[Saved entries]
===
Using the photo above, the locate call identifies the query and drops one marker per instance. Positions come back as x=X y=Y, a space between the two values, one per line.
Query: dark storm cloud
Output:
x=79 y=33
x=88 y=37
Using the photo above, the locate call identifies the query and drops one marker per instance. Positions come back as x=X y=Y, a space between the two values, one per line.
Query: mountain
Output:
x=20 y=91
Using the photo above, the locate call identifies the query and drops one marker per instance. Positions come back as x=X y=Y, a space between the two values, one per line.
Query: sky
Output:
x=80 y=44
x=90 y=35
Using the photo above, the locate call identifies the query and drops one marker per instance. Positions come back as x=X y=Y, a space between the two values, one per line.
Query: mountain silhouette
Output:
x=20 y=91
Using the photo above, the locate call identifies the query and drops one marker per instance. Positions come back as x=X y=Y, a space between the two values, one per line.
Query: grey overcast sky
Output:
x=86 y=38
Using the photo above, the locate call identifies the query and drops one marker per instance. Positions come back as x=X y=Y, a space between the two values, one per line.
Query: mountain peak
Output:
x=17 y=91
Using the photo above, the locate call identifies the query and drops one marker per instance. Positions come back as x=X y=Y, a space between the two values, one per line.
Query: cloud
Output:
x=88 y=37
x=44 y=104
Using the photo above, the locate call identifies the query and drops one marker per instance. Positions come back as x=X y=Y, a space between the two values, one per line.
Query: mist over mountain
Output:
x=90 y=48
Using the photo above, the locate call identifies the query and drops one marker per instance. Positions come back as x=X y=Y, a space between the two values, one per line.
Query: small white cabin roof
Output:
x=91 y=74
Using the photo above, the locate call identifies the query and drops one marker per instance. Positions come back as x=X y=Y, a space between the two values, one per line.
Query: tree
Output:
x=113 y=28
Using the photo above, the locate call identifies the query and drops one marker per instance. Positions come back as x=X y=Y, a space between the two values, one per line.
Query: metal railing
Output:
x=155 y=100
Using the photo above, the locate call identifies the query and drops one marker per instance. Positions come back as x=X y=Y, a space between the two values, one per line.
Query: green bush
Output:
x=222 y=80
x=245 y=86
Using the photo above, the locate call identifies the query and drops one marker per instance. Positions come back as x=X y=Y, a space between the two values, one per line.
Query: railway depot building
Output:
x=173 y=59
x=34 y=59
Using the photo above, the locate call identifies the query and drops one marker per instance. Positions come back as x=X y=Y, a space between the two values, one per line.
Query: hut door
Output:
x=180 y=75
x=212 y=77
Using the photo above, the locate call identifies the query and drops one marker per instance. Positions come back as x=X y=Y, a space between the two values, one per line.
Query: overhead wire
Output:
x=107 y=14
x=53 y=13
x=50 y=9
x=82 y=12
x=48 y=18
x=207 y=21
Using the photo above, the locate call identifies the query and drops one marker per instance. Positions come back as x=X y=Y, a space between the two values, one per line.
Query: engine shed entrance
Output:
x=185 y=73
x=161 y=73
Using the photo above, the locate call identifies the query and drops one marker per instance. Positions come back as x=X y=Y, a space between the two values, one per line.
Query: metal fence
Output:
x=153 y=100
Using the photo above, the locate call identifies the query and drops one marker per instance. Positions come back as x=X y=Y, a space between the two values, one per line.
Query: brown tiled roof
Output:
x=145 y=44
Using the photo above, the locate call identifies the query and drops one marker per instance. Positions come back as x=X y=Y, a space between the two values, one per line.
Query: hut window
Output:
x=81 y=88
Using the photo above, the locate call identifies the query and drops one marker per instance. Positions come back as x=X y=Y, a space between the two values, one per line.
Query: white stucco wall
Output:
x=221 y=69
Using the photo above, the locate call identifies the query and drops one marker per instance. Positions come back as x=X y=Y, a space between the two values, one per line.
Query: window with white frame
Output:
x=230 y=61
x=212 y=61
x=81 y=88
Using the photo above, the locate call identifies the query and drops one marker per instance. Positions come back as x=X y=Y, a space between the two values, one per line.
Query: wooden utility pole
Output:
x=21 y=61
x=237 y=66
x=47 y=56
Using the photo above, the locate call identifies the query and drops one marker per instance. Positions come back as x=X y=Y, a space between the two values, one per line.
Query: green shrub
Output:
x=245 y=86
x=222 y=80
===
*Work to complete*
Copy out every entry again, exactly as it was given.

*Full response*
Using the photo above, the locate call identifies the query and drops one marker per instance. Positions come back as x=X y=Y, a space between the two values, one per line.
Query: dark storm cloud
Output:
x=79 y=33
x=88 y=37
Using the photo above, the locate call identifies the query and drops one marker per instance. Positions come back as x=X y=Y, a space between the two values, one per line.
Query: mountain
Output:
x=20 y=91
Using the photo above, the locate call identifies the query and drops one marker per instance. Positions come back as x=X y=Y, a space between the two values, one per line.
Query: sky
Output:
x=80 y=44
x=90 y=35
Using the photo above, the locate call identifies the query and drops one marker per instance. Positions come back as x=X y=Y, a space between the two values, one per line.
Query: mountain silhouette
Output:
x=20 y=91
Using the photo above, the locate call identifies the query and drops one marker per instance. Positions come back as x=X y=Y, a space between the two values, one per line.
Query: grey overcast sky
Output:
x=86 y=38
Using the photo above, the locate call identifies the query and drops one marker per instance. Positions come back as x=X y=Y, a space between the two values, one per line.
Query: mountain peak
Output:
x=17 y=91
Using the photo above, the locate call identifies the query and drops one marker per instance. Positions come back as x=X y=Y, a space between the two values, one per line.
Query: cloud
Output:
x=88 y=37
x=44 y=104
Using the photo above, the locate call identifies the query and drops one marker per instance. Positions come back as x=X y=Y, a space between the two values, one per line.
Query: mist over mountain
Output:
x=90 y=48
Using the photo above, the locate call identifies the query and drops one marker per instance. Positions come back as x=X y=Y, a space between the two values, one per line.
Query: small white cabin roof
Output:
x=91 y=74
Using the photo above, the locate call identifies the query and drops one marker per instance. Positions come back as x=X y=Y, a space between the two values, one per line.
Query: tree
Output:
x=113 y=28
Using the photo above, the locate call identifies the query and drops one marker per instance. Positions come back as x=X y=Y, a space between the two values, one per line.
Query: metal railing
Output:
x=155 y=100
Using the photo above, the locate call identifies the query and drops one marker per instance. Positions come back as x=X y=Y, a space between the two values, one per line.
Query: green bush
Output:
x=222 y=80
x=245 y=86
Using the photo above, the locate call identifies the query and drops one marker per instance. Positions come back as x=X y=Y, a space between the two values, one per line.
Query: railway depot building
Output:
x=173 y=59
x=34 y=59
Using the photo above, the locate call identifies the query and drops one marker per instance. Positions come back as x=X y=Y, a space between the two values, one per line.
Query: hut door
Output:
x=180 y=75
x=212 y=77
Using the photo above, the locate call identifies the query and drops one marker per instance. Positions come back as x=X y=Y, a space between the two values, one per line.
Query: overhead wire
Output:
x=107 y=14
x=53 y=13
x=50 y=9
x=82 y=12
x=48 y=18
x=207 y=21
Using the photo above, the locate call identifies the query and drops one marker per instance. Positions come back as x=X y=Y, a space between the two values, one per line.
Query: engine shed entrance
Output:
x=185 y=73
x=161 y=73
Using the photo above, the locate call identifies the query and drops one marker per instance. Positions come back as x=X y=Y, a space between the two values, one per line.
Query: metal fence
Output:
x=153 y=100
Using the photo above, the locate call identifies the query and drops one marker per instance. Positions come back as x=X y=Y, a space between the two values, one per line.
Query: brown tiled roof
Output:
x=145 y=44
Using the photo above, the locate call identifies the query and drops one marker per instance. Positions come back as x=X y=Y, a space between the two values, one per line.
Query: hut window
Output:
x=81 y=88
Using the photo above, the locate call identifies the query and drops one marker per instance. Positions come back as x=X y=Y, a space between the two values, one per line.
Query: white stucco wall
Output:
x=221 y=69
Using the photo above, the locate call identifies the query and drops one marker per instance. Positions come back as x=X y=Y, a space between the two values, one per line.
Query: window with white frame
Output:
x=230 y=61
x=212 y=61
x=81 y=88
Using the photo above, the locate call identifies the query and drops one marker per instance. Positions come back as x=X y=Y, a space between the two values, one per line.
Query: wooden utility pole
Output:
x=21 y=61
x=237 y=66
x=47 y=56
Using the photo above, the locate call identifies the query and drops one marker per instance. Positions come back as x=X y=Y, a space between the two values, one per line.
Query: green shrub
Output:
x=245 y=86
x=222 y=80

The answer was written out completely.